(Location labeling entries)

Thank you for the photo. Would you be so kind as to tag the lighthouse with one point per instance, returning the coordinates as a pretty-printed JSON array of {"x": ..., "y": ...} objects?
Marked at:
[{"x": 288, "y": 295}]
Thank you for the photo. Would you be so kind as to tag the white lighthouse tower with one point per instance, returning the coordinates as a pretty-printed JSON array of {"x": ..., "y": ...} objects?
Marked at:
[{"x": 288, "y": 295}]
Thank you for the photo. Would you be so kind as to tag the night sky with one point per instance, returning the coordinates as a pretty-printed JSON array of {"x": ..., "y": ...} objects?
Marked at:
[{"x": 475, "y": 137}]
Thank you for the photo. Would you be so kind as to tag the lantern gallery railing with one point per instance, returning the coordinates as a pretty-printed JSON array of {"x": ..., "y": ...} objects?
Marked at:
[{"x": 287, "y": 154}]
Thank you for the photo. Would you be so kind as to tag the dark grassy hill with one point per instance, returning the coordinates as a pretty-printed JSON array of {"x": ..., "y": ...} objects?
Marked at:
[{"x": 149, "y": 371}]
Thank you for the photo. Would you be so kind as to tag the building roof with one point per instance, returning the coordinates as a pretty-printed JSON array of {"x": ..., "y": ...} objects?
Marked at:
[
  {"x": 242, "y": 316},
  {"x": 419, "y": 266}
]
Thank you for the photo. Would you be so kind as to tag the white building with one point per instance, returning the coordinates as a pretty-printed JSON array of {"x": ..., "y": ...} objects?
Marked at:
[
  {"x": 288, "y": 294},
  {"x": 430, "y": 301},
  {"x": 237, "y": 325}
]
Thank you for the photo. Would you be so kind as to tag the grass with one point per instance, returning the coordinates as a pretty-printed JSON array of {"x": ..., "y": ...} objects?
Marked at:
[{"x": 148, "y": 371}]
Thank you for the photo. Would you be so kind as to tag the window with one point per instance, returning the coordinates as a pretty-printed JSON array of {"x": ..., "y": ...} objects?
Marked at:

- **WHAT IS REQUIRED**
Rewrite the lines from the one containing "the white building" through the end of the entries as a numbered list, omitting blank lines.

- **OUTPUT FOR THIS TASK**
1. Thank you for the photo. Would you be so kind as to tag the white building with one point per instance, returning the coordinates as a pretty-printed JSON array of {"x": ..., "y": ...} objects?
2. Marked at:
3. [
4.   {"x": 288, "y": 294},
5.   {"x": 430, "y": 301},
6.   {"x": 237, "y": 325}
7. ]
8. Thank you for the photo. Would you be so kind as to tag the grass with one point per instance, returning the coordinates as a pretty-printed JSON array of {"x": ..., "y": ...} objects?
9. Marked at:
10. [{"x": 148, "y": 371}]
11. Thank you for the photo. Would you be so kind as to tag the window with one point per instance, returning the coordinates as a pretty-printed JSON array of {"x": ..., "y": ...} objects?
12. Marked at:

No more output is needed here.